TASK STATEMENT:
Please quote the material below word for word, leaving out any pictures.

BEGIN SOURCE RECORDS

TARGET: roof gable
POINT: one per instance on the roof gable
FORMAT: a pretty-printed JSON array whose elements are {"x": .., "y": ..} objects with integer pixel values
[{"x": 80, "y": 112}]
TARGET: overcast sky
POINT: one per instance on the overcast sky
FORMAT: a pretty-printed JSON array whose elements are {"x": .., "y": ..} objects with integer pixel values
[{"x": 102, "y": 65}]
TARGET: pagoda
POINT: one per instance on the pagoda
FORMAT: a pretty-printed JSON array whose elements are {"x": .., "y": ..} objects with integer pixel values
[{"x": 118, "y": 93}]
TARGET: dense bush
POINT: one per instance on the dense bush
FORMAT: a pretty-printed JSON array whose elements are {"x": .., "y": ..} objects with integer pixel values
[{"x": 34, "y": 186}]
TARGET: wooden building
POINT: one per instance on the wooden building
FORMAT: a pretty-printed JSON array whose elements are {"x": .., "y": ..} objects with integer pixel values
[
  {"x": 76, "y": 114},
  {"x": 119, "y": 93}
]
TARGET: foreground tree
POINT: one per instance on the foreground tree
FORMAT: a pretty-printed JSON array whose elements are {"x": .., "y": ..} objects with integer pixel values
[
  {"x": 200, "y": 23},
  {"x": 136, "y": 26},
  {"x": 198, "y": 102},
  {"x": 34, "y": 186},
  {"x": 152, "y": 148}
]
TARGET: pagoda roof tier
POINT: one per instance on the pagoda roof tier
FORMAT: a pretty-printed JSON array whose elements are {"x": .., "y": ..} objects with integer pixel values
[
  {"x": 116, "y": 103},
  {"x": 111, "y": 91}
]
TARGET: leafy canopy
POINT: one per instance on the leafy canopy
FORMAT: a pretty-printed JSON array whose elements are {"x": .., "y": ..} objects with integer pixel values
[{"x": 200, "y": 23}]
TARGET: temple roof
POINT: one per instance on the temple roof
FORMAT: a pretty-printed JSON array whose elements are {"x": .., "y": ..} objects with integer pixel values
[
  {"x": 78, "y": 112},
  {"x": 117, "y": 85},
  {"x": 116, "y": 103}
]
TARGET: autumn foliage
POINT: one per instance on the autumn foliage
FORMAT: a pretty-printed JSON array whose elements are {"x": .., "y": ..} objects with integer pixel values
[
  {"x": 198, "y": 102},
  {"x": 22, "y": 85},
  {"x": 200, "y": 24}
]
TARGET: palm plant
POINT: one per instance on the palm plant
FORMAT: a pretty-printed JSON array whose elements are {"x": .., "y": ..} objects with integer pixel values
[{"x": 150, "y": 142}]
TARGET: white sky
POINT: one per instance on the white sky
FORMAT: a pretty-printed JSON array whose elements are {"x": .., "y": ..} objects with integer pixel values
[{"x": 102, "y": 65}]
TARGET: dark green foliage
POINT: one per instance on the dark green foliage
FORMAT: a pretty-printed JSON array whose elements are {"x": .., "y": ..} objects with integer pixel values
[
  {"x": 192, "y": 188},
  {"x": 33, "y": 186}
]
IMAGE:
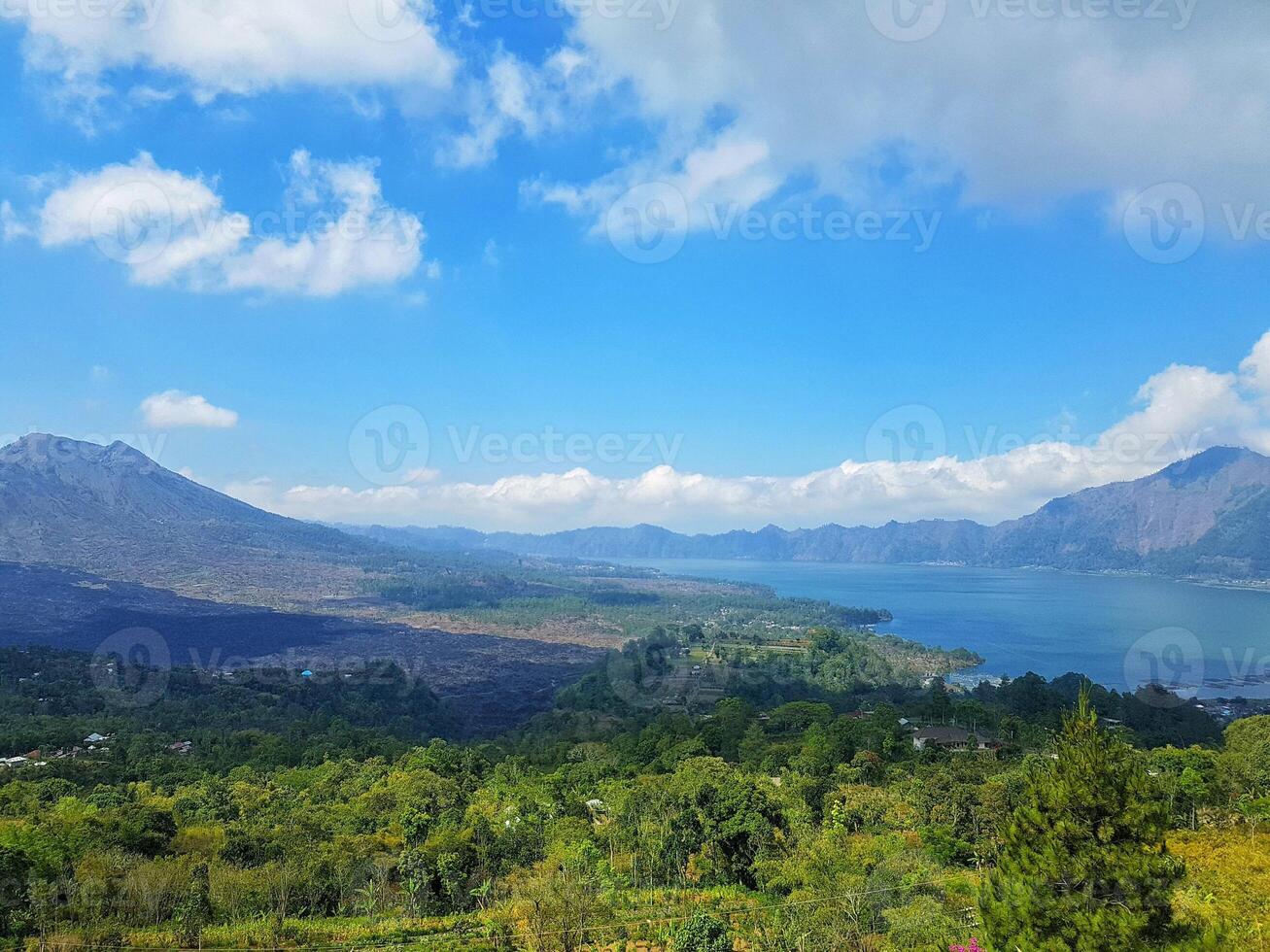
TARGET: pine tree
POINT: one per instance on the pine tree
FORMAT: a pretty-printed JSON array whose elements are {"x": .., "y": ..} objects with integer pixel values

END SOURCE RECORDS

CORRECT RESPONSE:
TARGET: roof gable
POINT: one per instance on the roof gable
FORMAT: a pretty-printed JSON array whose elements are {"x": .., "y": ..} objects with integer pixel values
[{"x": 80, "y": 112}]
TARGET: overcast sky
POINT: one per instance on the overcast sky
FORMAT: a pretty-printed JSON array whose elements are {"x": .., "y": ..} objects with integer pixel values
[{"x": 102, "y": 65}]
TARGET: pagoda
POINT: one per instance on the pagoda
FORMAT: a pretty-printed JSON array whose elements are {"x": .., "y": ..} objects with integer pixel values
[{"x": 118, "y": 93}]
TARGET: dense bush
POINT: one per instance on the dense bush
FORMAT: a pretty-printed JSON array whose elements are {"x": .., "y": ..} objects with integer pixel values
[{"x": 34, "y": 186}]
TARGET: wooden building
POINT: one per instance on the wooden building
FORMAT: a pretty-printed JSON array whose elements are {"x": .., "y": ..} objects with integer pixel values
[
  {"x": 76, "y": 114},
  {"x": 119, "y": 93}
]
TARGET: foreground tree
POINT: one per instance on the foreground tree
FORMAT: a pretty-printed JSON array whose elements are {"x": .., "y": ..} objects with integer pixel values
[
  {"x": 200, "y": 23},
  {"x": 136, "y": 26},
  {"x": 198, "y": 102},
  {"x": 34, "y": 186},
  {"x": 152, "y": 148}
]
TARGET: pagoda roof tier
POINT: one per instance on the pagoda roof tier
FORMAT: a pretty-printed JSON array whose elements are {"x": .., "y": ..} objects with integer pixel values
[
  {"x": 116, "y": 103},
  {"x": 111, "y": 91}
]
TARGET: leafy canopy
POINT: one per instance on the leafy canopy
FORMAT: a pretty-printed JSON array whose elements are {"x": .., "y": ..} objects with integer pixel values
[{"x": 200, "y": 23}]
TARGET: temple roof
POINT: one per instance on the temple roof
FORMAT: a pretty-printed JSON array whose elements are {"x": .., "y": ..} objects with integer pixel values
[
  {"x": 78, "y": 112},
  {"x": 117, "y": 85},
  {"x": 116, "y": 103}
]
TARGET: autumn foliage
POINT: one per instance on the autumn foliage
FORMAT: a pretty-printed JSON array whose elements are {"x": .., "y": ..} objects with integer pixel values
[
  {"x": 198, "y": 102},
  {"x": 22, "y": 85},
  {"x": 200, "y": 24}
]
TARGET: palm plant
POINT: one per instance on the palm plant
FORMAT: a pretty-printed JSON array whose elements are {"x": .., "y": ..} objects with integer pixel values
[{"x": 150, "y": 142}]
TARGET: white sky
POINT: one per instance on the white sky
FORMAT: a pretty-printed JSON array whose elements are {"x": .., "y": ..} objects with integer pixel values
[{"x": 102, "y": 65}]
TARGET: dark green foliage
POINT: one per instance on the dark green foliage
FORMAT: a pretty-printed JSON array whose elements are {"x": .., "y": ..} objects with integer pixel values
[
  {"x": 192, "y": 188},
  {"x": 33, "y": 186}
]
IMAGE:
TARGET: pine tree
POINT: one per instance on the pine tree
FORMAT: a pretty-printed JSON array whose elements are {"x": .., "y": ..} objects with integer pixel values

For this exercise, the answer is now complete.